Stored records:
>> Start

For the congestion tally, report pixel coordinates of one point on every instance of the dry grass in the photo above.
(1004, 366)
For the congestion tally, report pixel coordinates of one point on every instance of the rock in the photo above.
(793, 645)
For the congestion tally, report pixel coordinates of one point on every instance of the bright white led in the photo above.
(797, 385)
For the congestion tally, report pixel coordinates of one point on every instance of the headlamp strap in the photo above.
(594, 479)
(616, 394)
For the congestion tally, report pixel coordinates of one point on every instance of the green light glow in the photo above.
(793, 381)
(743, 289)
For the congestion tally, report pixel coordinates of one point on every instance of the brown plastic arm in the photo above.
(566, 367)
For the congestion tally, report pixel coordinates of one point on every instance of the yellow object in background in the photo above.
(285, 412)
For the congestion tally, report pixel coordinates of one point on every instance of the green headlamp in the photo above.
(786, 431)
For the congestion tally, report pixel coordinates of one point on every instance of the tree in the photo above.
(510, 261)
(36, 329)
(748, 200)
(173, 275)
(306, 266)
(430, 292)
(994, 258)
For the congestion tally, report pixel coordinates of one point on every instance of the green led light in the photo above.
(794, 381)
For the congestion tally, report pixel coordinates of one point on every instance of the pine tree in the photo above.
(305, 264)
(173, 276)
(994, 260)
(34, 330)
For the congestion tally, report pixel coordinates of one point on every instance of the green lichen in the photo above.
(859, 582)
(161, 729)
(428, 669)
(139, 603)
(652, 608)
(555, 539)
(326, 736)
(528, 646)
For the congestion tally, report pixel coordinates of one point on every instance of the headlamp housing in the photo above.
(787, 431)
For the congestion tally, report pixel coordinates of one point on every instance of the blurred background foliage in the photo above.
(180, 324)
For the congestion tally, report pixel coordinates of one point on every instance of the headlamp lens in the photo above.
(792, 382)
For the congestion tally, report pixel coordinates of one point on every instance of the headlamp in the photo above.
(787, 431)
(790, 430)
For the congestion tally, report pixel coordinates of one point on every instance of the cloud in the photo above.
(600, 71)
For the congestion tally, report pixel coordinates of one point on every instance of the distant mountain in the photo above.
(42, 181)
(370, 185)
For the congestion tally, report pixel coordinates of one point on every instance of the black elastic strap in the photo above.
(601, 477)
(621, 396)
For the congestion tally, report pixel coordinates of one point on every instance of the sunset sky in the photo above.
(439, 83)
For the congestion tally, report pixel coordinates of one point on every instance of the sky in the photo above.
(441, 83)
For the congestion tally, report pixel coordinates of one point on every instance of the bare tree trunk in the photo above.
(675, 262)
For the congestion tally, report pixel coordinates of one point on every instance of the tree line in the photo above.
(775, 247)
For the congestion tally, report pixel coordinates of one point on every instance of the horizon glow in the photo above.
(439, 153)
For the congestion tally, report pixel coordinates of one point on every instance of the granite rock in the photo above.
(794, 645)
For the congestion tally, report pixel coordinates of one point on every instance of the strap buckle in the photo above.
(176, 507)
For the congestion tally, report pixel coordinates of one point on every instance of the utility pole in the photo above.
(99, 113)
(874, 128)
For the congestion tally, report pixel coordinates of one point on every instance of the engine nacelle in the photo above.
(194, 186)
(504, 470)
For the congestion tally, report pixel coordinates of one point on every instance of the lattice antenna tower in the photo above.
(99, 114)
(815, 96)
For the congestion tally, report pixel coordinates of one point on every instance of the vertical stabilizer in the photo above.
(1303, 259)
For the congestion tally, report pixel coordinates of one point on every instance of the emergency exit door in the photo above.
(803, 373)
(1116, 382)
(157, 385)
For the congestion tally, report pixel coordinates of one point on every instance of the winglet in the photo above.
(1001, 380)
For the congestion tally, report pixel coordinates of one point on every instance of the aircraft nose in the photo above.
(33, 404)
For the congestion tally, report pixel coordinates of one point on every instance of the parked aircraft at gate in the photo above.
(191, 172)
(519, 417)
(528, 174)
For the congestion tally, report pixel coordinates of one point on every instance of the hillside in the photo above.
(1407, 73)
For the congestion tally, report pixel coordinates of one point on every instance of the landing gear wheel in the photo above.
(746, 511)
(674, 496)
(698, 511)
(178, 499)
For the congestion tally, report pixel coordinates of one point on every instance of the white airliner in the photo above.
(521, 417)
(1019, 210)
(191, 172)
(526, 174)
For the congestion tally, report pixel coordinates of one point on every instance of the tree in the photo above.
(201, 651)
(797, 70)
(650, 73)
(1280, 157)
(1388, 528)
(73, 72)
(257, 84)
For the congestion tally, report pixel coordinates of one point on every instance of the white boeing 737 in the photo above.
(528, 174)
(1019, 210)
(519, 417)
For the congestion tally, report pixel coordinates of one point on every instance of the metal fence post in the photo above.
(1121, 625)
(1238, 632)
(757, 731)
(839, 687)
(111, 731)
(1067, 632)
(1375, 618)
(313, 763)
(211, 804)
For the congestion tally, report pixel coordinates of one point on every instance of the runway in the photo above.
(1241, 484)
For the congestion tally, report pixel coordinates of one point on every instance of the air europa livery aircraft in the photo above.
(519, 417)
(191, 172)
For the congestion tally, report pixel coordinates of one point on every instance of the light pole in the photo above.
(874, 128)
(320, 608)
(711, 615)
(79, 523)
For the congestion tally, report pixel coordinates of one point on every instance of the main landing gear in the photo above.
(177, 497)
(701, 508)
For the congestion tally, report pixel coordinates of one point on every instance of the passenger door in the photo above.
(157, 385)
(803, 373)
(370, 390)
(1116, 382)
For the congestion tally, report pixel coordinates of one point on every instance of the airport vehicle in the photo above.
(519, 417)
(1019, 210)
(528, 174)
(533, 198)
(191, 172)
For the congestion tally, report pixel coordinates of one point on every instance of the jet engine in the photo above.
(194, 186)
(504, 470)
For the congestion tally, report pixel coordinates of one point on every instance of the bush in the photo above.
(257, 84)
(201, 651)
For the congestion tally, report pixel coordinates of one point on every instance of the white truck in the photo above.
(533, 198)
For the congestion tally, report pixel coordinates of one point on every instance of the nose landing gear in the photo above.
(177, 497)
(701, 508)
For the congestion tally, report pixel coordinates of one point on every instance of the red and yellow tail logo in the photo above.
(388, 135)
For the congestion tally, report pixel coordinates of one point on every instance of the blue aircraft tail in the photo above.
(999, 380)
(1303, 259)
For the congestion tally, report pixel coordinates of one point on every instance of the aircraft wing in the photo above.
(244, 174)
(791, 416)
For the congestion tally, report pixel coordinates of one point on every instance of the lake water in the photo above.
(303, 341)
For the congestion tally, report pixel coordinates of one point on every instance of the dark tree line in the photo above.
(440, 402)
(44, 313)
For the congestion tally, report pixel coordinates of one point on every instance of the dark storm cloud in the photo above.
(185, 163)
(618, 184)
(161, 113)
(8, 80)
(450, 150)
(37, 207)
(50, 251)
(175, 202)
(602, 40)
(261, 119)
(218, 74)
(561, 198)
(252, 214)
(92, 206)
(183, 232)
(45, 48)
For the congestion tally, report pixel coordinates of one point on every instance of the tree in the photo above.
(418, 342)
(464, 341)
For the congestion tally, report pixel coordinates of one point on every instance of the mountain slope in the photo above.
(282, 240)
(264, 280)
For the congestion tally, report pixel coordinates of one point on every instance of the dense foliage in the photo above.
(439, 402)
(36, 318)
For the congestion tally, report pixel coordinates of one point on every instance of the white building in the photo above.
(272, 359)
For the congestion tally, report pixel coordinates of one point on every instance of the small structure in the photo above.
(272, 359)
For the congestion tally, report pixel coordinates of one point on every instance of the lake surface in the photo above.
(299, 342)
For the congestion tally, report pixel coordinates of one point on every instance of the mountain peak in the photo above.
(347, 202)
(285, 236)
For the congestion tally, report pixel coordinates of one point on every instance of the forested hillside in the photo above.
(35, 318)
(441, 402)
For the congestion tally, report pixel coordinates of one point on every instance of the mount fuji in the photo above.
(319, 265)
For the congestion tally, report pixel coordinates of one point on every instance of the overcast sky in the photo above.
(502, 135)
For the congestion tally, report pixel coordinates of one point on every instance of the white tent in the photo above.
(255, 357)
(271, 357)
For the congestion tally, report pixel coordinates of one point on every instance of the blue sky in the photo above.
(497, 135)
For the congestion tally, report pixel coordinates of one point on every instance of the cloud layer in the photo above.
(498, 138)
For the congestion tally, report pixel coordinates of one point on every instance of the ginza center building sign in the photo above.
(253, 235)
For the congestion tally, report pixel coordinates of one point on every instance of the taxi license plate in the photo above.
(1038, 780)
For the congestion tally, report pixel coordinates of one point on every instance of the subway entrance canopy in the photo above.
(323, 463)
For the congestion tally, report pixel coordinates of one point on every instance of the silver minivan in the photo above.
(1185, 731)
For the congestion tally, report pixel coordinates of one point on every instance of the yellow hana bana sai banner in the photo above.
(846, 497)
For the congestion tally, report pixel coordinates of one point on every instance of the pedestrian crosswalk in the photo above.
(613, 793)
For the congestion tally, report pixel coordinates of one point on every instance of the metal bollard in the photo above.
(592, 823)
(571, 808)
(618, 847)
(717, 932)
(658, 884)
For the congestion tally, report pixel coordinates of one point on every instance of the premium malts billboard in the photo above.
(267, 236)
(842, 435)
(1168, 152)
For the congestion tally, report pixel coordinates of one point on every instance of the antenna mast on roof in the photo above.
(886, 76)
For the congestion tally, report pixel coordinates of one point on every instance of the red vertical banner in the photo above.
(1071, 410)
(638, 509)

>> End

* WHAT YOU HAVE TO DO: Convert the rows from the line containing "vertical banner in the photo above." through the end of the rows, inclusive, into a two-column CSV with the headers text and answer. Give one CSV line per row, with its text and its answer each in a single quoted field and any line breaks replaced by spaces.

* RESPONSE TO THIS TASK:
text,answer
"For the congestion tally, report pixel coordinates of one point on every instance of the red vertical banner in the photo above.","(1071, 410) (638, 509)"